## What is expected
Would you write out the entries below, every one of them, exactly?

[[ Information provided open ]]

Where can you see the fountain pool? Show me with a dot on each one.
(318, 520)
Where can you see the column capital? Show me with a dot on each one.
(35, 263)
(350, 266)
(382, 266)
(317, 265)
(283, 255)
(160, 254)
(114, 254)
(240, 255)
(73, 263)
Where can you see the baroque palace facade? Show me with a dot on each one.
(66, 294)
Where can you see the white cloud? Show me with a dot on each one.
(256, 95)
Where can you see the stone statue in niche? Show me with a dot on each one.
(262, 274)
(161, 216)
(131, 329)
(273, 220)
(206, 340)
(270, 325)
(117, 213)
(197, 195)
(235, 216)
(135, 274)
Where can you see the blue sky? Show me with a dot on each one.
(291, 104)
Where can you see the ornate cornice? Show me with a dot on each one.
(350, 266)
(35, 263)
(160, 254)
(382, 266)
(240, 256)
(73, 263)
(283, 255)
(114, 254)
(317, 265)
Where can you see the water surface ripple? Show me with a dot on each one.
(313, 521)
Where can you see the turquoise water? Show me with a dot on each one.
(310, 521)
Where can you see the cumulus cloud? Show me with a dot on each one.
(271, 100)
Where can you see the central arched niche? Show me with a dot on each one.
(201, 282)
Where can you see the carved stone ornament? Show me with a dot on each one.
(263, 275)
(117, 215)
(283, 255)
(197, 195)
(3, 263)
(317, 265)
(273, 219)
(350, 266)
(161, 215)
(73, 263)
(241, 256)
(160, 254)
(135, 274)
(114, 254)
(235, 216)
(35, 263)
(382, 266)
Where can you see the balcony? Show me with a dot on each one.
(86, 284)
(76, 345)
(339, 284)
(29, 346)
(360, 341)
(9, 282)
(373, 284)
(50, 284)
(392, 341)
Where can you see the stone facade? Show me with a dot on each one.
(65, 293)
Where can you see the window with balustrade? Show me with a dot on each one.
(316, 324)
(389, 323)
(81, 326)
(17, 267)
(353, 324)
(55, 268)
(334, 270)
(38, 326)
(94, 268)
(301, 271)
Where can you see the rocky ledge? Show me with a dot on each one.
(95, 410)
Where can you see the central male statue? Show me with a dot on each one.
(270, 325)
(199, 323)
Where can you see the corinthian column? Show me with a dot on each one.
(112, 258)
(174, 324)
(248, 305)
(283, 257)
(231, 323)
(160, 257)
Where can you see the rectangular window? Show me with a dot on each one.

[[ Information provided closed ]]

## Written solution
Where can you see the fountain pool? Show me with a dot on each one.
(318, 520)
Where can you see the column capital? Show me with a dot on each one.
(35, 263)
(350, 266)
(382, 266)
(317, 265)
(283, 255)
(160, 254)
(114, 254)
(240, 255)
(73, 263)
Where can you see the baroque palace facade? Show me with a dot on each one.
(66, 294)
Where can you see the white cloud? Show me with a dot on each one.
(256, 95)
Where can you see the stone statue in niche? Show me with a dot on each one.
(262, 274)
(161, 216)
(131, 329)
(273, 220)
(206, 340)
(270, 325)
(117, 213)
(197, 195)
(235, 216)
(135, 274)
Where can you see the blue sky? Show me with a dot on each one.
(291, 104)
Where can you see the ornate cornice? Show me with a dot on each one.
(350, 266)
(35, 263)
(160, 254)
(382, 266)
(240, 256)
(73, 263)
(283, 255)
(114, 254)
(317, 265)
Where can you see the water surface ripple? Show me with a dot on each one.
(313, 521)
Where can you see the turquoise water? Show me with a dot on each one.
(310, 521)
Where can you see the cumulus cloud? Show me with a dot on each one.
(271, 100)
Where can you see the central arched niche? Show me with a dot on each one.
(201, 282)
Where can you see the carved stone ornament? Show me with a dot on each one.
(263, 275)
(117, 215)
(283, 255)
(197, 195)
(3, 263)
(317, 265)
(273, 219)
(350, 266)
(161, 215)
(73, 263)
(241, 256)
(160, 254)
(135, 274)
(114, 254)
(235, 216)
(35, 263)
(382, 266)
Where can you see the balcony? Show me with a dot on each one.
(86, 284)
(76, 345)
(339, 284)
(29, 346)
(360, 341)
(9, 282)
(373, 284)
(50, 284)
(392, 341)
Where can you see the stone facade? Show me with a dot on each one.
(65, 293)
Where can you see the window with balustrade? Show me with a dot on each one.
(316, 324)
(389, 323)
(81, 326)
(17, 267)
(353, 324)
(55, 268)
(334, 270)
(38, 326)
(94, 268)
(301, 271)
Where can you see the rocky ledge? Show me with a dot on each one.
(95, 410)
Where can you see the central male statue? Show me with a dot on each one.
(270, 325)
(199, 323)
Where can you see the corinthian column? Show me with a dot on each one.
(112, 258)
(174, 324)
(248, 305)
(283, 257)
(231, 323)
(160, 257)
Where can you see the rectangular window? Show me with a dot on each one.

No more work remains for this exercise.